- _WHAT IS EXPECTED_: Retype the part of the Elastic Beanstalk article that begins at the words "Introduction" and ends after "it for others.".

- _QUOTED TEXT_:
##############################
Introduction
Amazon Web Services (AWS)' Elastic Beanstalk is a service that bundles up a number of their lower-level services to manage many details for you when deploying a site. We particularly like it for deploys and autoscaling.
We were first introduced to Elastic Beanstalk when taking over an existing project that used it. It's not without its shortcomings, but we've generally been happy enough with it to stick with it for the project and consider it for others.
Basics
Elastic Beanstalk can handle a number of technologies that people use to build web sites, including Python (2.7 and 3.4), Java, PHP, .Net, Node.js, and Ruby. More are probably in the works.
You can also deploy containers, with whatever you want in them.
To add a site to Elastic Beanstalk, you create a new Elastic Beanstalk application, set some configuration, and upload the source for your application. Then Elastic Beanstalk will provision the necessary underlying resources, such as EC2 (virtual machine) instances, load balancers, autoscaling groups, DNS, etc, and install your application appropriately.
Elastic Beanstalk can monitor the load and automatically scale underlying resources as needed.
When your application needs updating, you upload the updated source, and Elastic Beanstalk updates the underlying resources. You can choose from multiple update strategies.
For example, on our staging server, we have Elastic Beanstalk update the application on our existing web servers, one at a time. In production, we have Elastic Beanstalk start setting up a new set of servers, check their health, and only start directing traffic to them as they're up and healthy. Then it shuts down the previous servers.
Elastic Beanstalk and Python
As you'd expect, when deploying a Python application, Elastic Beanstalk will create a virtual environment and install whatever's in your requirements.txt file.
##############################
- _GIVEN INFORMATION_:
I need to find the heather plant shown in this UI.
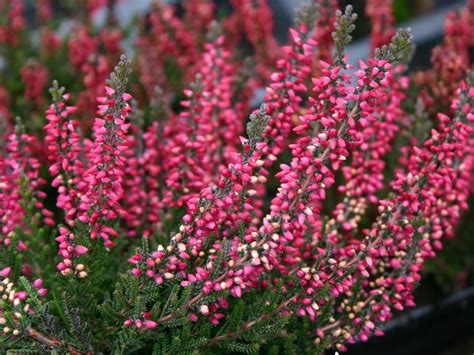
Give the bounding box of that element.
[0,0,474,354]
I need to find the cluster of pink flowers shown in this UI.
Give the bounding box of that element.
[77,68,132,247]
[0,0,474,350]
[0,123,55,250]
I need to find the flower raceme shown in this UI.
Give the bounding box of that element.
[0,0,474,354]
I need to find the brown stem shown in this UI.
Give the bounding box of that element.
[25,326,83,355]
##############################
- _ANSWER TO THIS EXERCISE_:
Introduction
Amazon Web Services (AWS)' Elastic Beanstalk is a service that bundles up a number of their lower-level services to manage many details for you when deploying a site. We particularly like it for deploys and autoscaling.
We were first introduced to Elastic Beanstalk when taking over an existing project that used it. It's not without its shortcomings, but we've generally been happy enough with it to stick with it for the project and consider it for others.